▶ _Extract to read_

Current cardiovascular (CV) risk prediction algorithms are able to quantify the individual risk of CV disease. However, CV risk in young adults is underestimated due to the high dependency of age in biomarker-based algorithms. Because oxidative stress is associated with CV disease, we sought to examine CV risk stratification in young adults based on oxidative stress to approach the discovery of new markers for early detection of pathology.
Results:
Young adults were stratified into (i) healthy controls, (ii) subjects with CV risk factors, and (iii) patients with a reported CV event. Plasma samples were analyzed using FASILOX, a novel approach to interrogate the dynamic thiol redox proteome. We also analyzed irreversible oxidation by targeted searches using the Uniprot database. Irreversible oxidation of cysteine (Cys) residues was greater in patients with reported CV events than in healthy subjects. These results also indicate that oxidation is progressive. Moreover, we found that glutathione reductase and glutaredoxin 1 proteins are differentially expressed between groups and are proteins involved in antioxidant response, which is in line with the impaired redox homeostasis in CV disease.

▶ _Data supplied_
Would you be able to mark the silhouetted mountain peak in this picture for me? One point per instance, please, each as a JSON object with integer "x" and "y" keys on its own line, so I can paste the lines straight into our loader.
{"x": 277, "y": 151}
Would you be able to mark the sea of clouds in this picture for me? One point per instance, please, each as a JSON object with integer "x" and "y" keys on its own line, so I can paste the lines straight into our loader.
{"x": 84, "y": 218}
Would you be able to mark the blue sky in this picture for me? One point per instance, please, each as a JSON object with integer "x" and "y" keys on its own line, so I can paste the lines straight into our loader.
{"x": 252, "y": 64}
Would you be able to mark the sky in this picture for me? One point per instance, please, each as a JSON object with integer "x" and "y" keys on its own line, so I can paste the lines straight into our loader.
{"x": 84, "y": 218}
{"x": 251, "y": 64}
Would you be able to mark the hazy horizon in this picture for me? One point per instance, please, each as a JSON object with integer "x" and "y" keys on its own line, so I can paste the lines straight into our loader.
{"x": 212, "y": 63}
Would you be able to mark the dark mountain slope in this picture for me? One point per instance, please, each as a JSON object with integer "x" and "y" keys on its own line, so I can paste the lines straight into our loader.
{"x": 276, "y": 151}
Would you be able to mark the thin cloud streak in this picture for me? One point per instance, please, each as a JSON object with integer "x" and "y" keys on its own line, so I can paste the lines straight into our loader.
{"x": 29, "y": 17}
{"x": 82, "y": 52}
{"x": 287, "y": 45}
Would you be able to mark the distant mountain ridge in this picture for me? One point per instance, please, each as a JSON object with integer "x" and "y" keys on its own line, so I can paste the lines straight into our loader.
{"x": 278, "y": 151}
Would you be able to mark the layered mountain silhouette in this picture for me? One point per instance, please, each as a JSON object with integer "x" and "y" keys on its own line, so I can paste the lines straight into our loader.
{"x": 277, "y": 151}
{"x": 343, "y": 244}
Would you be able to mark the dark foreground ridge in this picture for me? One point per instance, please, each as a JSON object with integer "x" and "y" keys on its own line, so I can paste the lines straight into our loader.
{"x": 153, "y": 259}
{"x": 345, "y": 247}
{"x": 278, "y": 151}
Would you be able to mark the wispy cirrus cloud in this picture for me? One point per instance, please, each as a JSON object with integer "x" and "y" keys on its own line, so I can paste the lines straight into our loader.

▶ _Prompt_
From the text above on oxidative stress and cardiovascular risk in young adults, quote the passage that begins with the words "Current cardiovascular (CV)" and ends after the words "detection of pathology.".

▶ _Solution for this problem_
Current cardiovascular (CV) risk prediction algorithms are able to quantify the individual risk of CV disease. However, CV risk in young adults is underestimated due to the high dependency of age in biomarker-based algorithms. Because oxidative stress is associated with CV disease, we sought to examine CV risk stratification in young adults based on oxidative stress to approach the discovery of new markers for early detection of pathology.